Make an exact copy of the entries below.
===== Dataset excerpts
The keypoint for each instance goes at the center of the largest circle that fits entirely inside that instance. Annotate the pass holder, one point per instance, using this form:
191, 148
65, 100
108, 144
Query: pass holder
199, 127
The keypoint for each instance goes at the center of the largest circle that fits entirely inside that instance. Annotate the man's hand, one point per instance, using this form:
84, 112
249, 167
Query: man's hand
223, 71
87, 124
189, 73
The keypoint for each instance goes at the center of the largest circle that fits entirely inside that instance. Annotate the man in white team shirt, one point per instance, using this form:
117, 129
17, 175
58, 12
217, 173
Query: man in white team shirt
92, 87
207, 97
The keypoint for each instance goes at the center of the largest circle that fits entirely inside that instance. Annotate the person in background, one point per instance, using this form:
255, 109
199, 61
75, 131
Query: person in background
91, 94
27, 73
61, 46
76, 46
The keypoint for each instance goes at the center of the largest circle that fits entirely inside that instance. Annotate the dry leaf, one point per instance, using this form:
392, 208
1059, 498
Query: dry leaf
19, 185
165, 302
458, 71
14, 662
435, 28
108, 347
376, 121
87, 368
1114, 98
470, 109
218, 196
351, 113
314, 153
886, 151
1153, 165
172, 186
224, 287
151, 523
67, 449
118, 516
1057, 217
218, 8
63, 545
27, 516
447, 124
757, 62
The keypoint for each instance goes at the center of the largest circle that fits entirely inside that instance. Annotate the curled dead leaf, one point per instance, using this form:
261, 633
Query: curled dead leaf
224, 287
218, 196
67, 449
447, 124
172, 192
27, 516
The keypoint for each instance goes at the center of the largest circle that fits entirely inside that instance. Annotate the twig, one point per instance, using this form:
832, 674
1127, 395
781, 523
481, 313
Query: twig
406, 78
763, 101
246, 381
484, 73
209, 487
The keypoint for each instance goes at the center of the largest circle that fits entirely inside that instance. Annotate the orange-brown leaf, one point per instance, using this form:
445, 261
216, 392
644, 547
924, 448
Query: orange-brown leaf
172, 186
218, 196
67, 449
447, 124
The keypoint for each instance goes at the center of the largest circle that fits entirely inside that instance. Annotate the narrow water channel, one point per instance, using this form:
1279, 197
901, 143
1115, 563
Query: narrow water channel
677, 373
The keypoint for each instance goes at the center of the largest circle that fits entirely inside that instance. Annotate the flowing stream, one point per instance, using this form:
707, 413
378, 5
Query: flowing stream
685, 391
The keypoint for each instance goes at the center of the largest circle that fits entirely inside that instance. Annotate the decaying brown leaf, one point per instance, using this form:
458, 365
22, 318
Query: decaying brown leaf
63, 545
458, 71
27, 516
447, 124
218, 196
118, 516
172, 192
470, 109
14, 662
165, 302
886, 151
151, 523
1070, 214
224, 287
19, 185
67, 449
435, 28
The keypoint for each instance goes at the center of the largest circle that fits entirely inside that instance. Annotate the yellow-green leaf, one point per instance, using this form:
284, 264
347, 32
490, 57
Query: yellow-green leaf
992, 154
==========
Output for this exercise |
The keypoint for each instance goes at the center of the largest circle that fits entirely inside that instance. Annotate the pass holder, one point per instance, using this form:
191, 148
65, 100
108, 144
Query: pass holder
199, 127
The keypoint for each instance goes at the center of the largest circle that fits entirely inside that instance. Annotate the man's hand, one point per instance, using this form:
84, 112
249, 167
Query: man's hand
223, 71
87, 124
189, 73
The keypoint for each instance goes at the center of the largest circle that fits entirely inside that instance. Annotate the man in white team shirt, one point per instance, using this form:
117, 129
17, 175
58, 12
217, 173
Query: man in white team shirt
92, 87
207, 97
The keypoint for each instance goes at the center of the largest circle that fits entirely inside that instance. Annotate the person in background, one point per instance, using this form:
255, 109
199, 61
75, 131
Query: person in background
91, 94
27, 73
61, 46
76, 46
The keypoint for each instance goes at the center of the largest circle that fits entirely inside that instance. Annotate the dry leaf, one point per instance, using this form:
392, 208
1059, 498
Query: dry leaf
19, 185
165, 302
458, 71
14, 662
435, 28
108, 347
376, 121
87, 368
1114, 98
470, 109
218, 196
351, 113
314, 153
886, 151
1153, 165
172, 186
224, 287
151, 523
67, 449
118, 516
1057, 217
218, 8
63, 545
27, 516
447, 124
757, 62
The keypoint for each instance goes at the center of the largest circle that fits entirely inside that instance. Annotate the curled dead leaf, one point per instance, using this form:
261, 633
Query: curled dead leaf
224, 287
218, 196
67, 449
447, 124
172, 192
27, 516
The keypoint for each instance goes at the center of the largest circle that fits entirely inside that instance. Annotate the twig, one point per instance, using this form:
832, 674
1127, 395
781, 523
481, 313
Query: twig
406, 78
763, 101
246, 381
484, 73
209, 487
The keypoint for each instance goes at the center of the largest circle that fits entirely inside that instance. Annotate the orange-brown leaf, one point per instance, using this form:
445, 261
216, 392
644, 547
924, 448
Query: orange-brown leaf
172, 186
218, 196
67, 449
447, 124
The keypoint for each instance goes at the center of the largest circle that fits entirely inside that instance. Annotate the narrow water channel, one point per instance, using this form:
1279, 197
901, 143
1115, 563
Query: narrow water channel
677, 373
The keypoint for each instance goes at the center of the largest circle that fits entirely inside that instance. Annotate the flowing stream, one point per instance, using this form:
707, 413
378, 5
Query: flowing stream
685, 391
The keypoint for each instance goes at the center of the largest circle that fits entirely inside that instance. Annotate the decaying brown leaf, one point per instance, using this form:
458, 365
22, 318
Query: decaying brown leaf
63, 545
458, 71
27, 516
447, 124
218, 196
118, 516
172, 192
470, 109
14, 662
165, 302
886, 151
151, 523
1070, 214
224, 287
19, 185
67, 449
435, 28
The keypoint for each instance goes at the center of the largest circle that fits entirely inside that instance. Annotate the yellow-green leaf, one point per instance, using this form:
284, 264
347, 32
490, 57
Query: yellow-green leaf
992, 154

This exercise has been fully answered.